*TASK DETAILS*. Retype each entry below exactly as it stands.
* Begin STORED DATA *
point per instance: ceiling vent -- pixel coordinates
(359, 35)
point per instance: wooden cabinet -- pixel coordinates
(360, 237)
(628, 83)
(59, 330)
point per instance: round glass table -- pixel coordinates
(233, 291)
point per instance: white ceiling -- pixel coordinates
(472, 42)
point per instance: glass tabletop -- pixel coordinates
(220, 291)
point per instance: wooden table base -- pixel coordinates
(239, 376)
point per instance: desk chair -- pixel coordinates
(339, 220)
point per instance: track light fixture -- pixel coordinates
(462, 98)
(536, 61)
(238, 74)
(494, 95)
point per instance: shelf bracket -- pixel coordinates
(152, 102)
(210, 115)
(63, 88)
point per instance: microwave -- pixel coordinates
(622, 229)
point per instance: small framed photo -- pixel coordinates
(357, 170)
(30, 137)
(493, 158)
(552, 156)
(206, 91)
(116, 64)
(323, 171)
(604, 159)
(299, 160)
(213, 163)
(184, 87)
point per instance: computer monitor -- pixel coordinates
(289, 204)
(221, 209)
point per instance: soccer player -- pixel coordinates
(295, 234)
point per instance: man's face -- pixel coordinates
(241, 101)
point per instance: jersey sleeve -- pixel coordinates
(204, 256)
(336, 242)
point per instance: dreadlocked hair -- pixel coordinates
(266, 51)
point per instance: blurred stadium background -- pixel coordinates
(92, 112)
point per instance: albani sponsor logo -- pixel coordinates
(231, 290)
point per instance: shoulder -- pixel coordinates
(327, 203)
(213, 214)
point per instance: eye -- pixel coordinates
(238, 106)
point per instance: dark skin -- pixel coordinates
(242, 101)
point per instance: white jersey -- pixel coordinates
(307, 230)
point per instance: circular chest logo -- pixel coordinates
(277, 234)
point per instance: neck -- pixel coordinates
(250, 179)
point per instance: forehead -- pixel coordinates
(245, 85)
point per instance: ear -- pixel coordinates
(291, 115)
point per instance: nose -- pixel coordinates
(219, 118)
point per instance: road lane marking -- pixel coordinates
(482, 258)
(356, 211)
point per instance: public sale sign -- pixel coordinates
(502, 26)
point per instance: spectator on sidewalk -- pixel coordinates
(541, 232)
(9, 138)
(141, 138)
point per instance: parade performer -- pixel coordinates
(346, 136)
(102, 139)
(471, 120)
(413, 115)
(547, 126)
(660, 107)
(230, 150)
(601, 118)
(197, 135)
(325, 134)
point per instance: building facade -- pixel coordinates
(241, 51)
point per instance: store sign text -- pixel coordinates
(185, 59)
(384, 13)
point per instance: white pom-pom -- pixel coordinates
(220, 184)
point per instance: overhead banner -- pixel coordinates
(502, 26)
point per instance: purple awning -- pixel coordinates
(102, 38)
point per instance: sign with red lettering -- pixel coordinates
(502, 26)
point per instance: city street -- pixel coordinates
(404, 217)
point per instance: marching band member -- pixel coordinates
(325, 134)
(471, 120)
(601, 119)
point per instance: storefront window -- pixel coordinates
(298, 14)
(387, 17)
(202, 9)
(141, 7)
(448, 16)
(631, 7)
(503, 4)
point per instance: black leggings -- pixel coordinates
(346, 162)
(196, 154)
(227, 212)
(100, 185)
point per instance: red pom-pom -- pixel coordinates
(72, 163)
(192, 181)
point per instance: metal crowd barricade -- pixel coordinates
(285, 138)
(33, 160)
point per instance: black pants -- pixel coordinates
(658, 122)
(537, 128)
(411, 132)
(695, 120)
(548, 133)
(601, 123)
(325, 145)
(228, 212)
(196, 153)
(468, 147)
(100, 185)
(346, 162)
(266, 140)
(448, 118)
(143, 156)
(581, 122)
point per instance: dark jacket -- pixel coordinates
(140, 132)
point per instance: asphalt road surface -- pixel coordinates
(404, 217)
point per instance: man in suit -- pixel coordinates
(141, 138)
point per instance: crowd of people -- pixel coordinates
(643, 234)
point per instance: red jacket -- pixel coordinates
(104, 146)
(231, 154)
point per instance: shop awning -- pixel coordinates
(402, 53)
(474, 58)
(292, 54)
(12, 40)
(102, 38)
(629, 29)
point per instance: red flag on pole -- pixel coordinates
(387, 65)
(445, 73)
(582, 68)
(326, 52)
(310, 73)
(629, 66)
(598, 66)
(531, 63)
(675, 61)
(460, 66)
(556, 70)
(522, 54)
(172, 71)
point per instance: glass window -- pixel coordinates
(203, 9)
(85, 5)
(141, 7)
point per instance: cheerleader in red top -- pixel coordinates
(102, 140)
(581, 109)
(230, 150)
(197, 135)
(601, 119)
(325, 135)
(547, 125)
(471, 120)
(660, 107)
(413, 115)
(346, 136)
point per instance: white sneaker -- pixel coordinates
* End STORED DATA *
*CORRECT ANSWER*.
point per instance: ceiling vent -- pixel coordinates
(359, 35)
point per instance: wooden cabinet -- pixel coordinates
(360, 237)
(628, 83)
(59, 330)
point per instance: round glass table -- pixel coordinates
(233, 291)
point per instance: white ceiling -- pixel coordinates
(472, 42)
point per instance: glass tabletop -- pixel coordinates
(220, 291)
point per instance: wooden table base -- pixel coordinates
(239, 376)
point per instance: desk chair -- pixel coordinates
(339, 220)
point per instance: track light fixture -- pixel coordinates
(462, 98)
(536, 61)
(238, 74)
(494, 95)
point per instance: shelf bracket -- pixel coordinates
(152, 102)
(210, 115)
(63, 88)
point per instance: microwave -- pixel coordinates
(622, 229)
point per instance: small framed photo -- pixel coordinates
(357, 170)
(30, 137)
(493, 158)
(552, 156)
(206, 91)
(116, 64)
(323, 171)
(604, 159)
(299, 160)
(213, 163)
(184, 87)
point per instance: computer monitor -- pixel coordinates
(289, 204)
(221, 209)
point per instance: soccer player -- pixel coordinates
(295, 234)
point per instance: man's face -- pixel coordinates
(241, 101)
point per instance: jersey sleeve -- pixel coordinates
(204, 256)
(336, 242)
point per instance: dreadlocked hair -- pixel coordinates
(266, 51)
point per instance: blurred stadium background -- pixel coordinates
(92, 112)
point per instance: albani sponsor logo -- pixel coordinates
(231, 290)
point per instance: shoulder -- pixel coordinates
(327, 203)
(213, 214)
point per instance: eye -- pixel coordinates
(238, 106)
point per instance: dark skin -- pixel coordinates
(242, 101)
point per instance: white jersey -- pixel coordinates
(307, 230)
point per instance: circular chest logo -- pixel coordinates
(277, 234)
point per instance: neck -- pixel coordinates
(250, 179)
point per instance: forehead -- pixel coordinates
(245, 85)
point per instance: ear -- pixel coordinates
(291, 115)
point per instance: nose -- pixel coordinates
(219, 118)
point per instance: road lane marking -- pixel coordinates
(482, 258)
(356, 211)
point per instance: public sale sign -- pixel coordinates
(502, 26)
point per instance: spectator on sidewalk -- pixel coordinates
(541, 232)
(9, 138)
(141, 138)
point per instance: parade performer -- pixel coordinates
(346, 136)
(102, 139)
(471, 120)
(413, 115)
(547, 126)
(660, 107)
(230, 150)
(601, 118)
(197, 135)
(325, 134)
point per instance: building facade -- pixel coordinates
(241, 51)
point per instance: store sign text -- pixel coordinates
(185, 59)
(384, 13)
point per instance: white pom-pom -- pixel coordinates
(220, 184)
point per instance: overhead banner -- pixel coordinates
(502, 26)
point per instance: purple awning -- pixel coordinates
(102, 38)
point per instance: sign with red lettering -- pixel coordinates
(502, 26)
point per instance: city street -- pixel coordinates
(404, 217)
point per instance: marching band member -- pixel coordinates
(325, 134)
(471, 120)
(601, 119)
point per instance: storefront window -- pixel coordinates
(298, 14)
(387, 17)
(202, 9)
(141, 7)
(448, 16)
(631, 7)
(503, 4)
point per instance: black leggings -- pixel coordinates
(346, 162)
(196, 154)
(227, 212)
(100, 185)
point per instance: red pom-pom -- pixel coordinates
(72, 163)
(192, 181)
point per instance: metal crowd barricade -- pixel coordinates
(285, 138)
(33, 160)
point per instance: black pants -- pixel coordinates
(658, 122)
(537, 128)
(411, 132)
(695, 120)
(548, 133)
(601, 123)
(325, 145)
(228, 212)
(196, 153)
(468, 147)
(100, 185)
(346, 162)
(266, 140)
(448, 118)
(143, 156)
(581, 122)
point per instance: dark jacket -- pixel coordinates
(140, 132)
point per instance: asphalt road surface -- pixel coordinates
(404, 217)
point per instance: man in suit -- pixel coordinates
(141, 138)
point per instance: crowd of people -- pixel coordinates
(643, 234)
point per instance: red jacket -- pixel coordinates
(104, 146)
(231, 154)
point per instance: shop awning -- pixel coordinates
(402, 53)
(474, 58)
(292, 54)
(12, 40)
(102, 38)
(629, 29)
point per instance: red flag on pole -- pixel coordinates
(387, 65)
(445, 73)
(582, 68)
(326, 52)
(310, 73)
(629, 66)
(598, 66)
(531, 63)
(675, 61)
(460, 66)
(556, 70)
(522, 54)
(172, 71)
point per instance: glass window -- pixel coordinates
(203, 9)
(85, 5)
(141, 7)
point per instance: cheerleader in red top -- pixel coordinates
(102, 140)
(581, 109)
(230, 150)
(197, 135)
(601, 119)
(325, 135)
(547, 125)
(471, 120)
(660, 107)
(413, 115)
(346, 136)
point per instance: white sneaker -- pixel coordinates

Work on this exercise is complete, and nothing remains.